▶ [WORK INSTRUCTIONS]:
Begin with the first line of the material and write out each line exactly, ending with the line that contains "Phrase: green easter egg". Pictures are not part of the copy.
<<<<
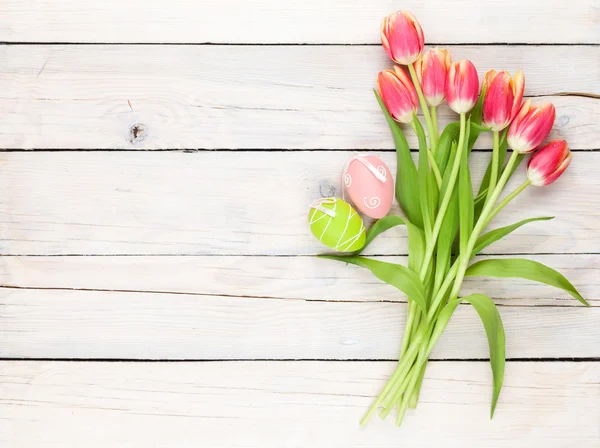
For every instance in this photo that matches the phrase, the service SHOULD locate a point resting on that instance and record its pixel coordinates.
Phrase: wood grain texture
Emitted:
(294, 21)
(237, 203)
(132, 325)
(291, 404)
(298, 97)
(300, 278)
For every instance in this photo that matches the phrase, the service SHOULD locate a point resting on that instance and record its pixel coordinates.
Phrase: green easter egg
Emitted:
(344, 231)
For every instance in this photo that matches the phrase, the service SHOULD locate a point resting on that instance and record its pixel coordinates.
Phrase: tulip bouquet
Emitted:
(445, 220)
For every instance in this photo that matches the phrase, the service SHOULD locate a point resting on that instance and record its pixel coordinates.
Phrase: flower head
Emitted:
(462, 86)
(531, 126)
(398, 94)
(548, 163)
(432, 68)
(503, 96)
(402, 37)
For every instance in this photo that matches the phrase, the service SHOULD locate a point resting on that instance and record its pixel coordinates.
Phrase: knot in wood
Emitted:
(138, 133)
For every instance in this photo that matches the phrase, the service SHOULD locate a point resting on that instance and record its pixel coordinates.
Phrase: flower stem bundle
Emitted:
(445, 220)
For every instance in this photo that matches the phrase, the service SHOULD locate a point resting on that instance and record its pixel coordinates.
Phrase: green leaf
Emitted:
(406, 174)
(416, 238)
(492, 322)
(465, 200)
(449, 134)
(522, 268)
(396, 275)
(446, 238)
(494, 235)
(424, 174)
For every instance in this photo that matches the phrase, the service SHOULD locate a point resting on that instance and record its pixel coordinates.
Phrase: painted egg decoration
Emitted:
(368, 182)
(337, 225)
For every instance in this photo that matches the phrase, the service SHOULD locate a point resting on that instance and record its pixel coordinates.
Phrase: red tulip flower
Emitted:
(462, 86)
(548, 163)
(531, 126)
(503, 96)
(432, 69)
(398, 94)
(402, 37)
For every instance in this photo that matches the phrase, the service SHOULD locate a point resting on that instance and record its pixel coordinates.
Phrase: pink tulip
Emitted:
(462, 86)
(531, 126)
(503, 96)
(398, 94)
(432, 68)
(402, 37)
(548, 163)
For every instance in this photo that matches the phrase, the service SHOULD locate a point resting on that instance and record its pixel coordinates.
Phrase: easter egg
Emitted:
(369, 185)
(337, 225)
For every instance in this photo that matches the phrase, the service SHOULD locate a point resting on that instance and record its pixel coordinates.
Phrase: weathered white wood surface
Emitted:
(238, 203)
(208, 97)
(133, 325)
(291, 404)
(290, 278)
(294, 21)
(204, 255)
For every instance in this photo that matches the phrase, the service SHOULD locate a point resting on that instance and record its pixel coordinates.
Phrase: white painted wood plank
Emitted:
(292, 404)
(302, 97)
(304, 278)
(237, 203)
(303, 21)
(92, 324)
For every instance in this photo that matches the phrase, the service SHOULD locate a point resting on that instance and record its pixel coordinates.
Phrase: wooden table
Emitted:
(158, 284)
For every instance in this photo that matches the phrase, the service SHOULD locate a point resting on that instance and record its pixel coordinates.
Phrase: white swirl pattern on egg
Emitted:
(347, 180)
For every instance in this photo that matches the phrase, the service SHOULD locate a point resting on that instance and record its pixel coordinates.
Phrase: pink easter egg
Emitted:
(369, 185)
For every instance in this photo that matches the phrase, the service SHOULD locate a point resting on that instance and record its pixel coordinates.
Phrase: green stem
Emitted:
(441, 291)
(507, 199)
(434, 122)
(401, 370)
(436, 170)
(494, 172)
(397, 395)
(432, 136)
(408, 328)
(446, 199)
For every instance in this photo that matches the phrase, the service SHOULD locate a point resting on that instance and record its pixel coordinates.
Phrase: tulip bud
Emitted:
(548, 163)
(432, 68)
(402, 37)
(462, 86)
(398, 94)
(503, 96)
(531, 126)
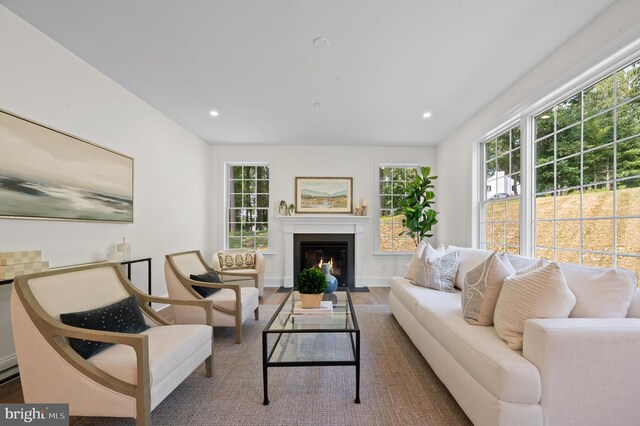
>>>>
▶ [SOLUTION TO THE PROBLEM]:
For every instance in this photo that matches the phrase, the service SHOULD locate a point resting on that instance and record its pixel coordinates.
Phrase: wood grain texture
Emitted:
(294, 21)
(237, 203)
(132, 325)
(291, 404)
(298, 97)
(300, 278)
For every instance in this photo that matches the phrase, the service SHOULD locate a point resting on that instance and record its pixel coordinates.
Phrase: green easter egg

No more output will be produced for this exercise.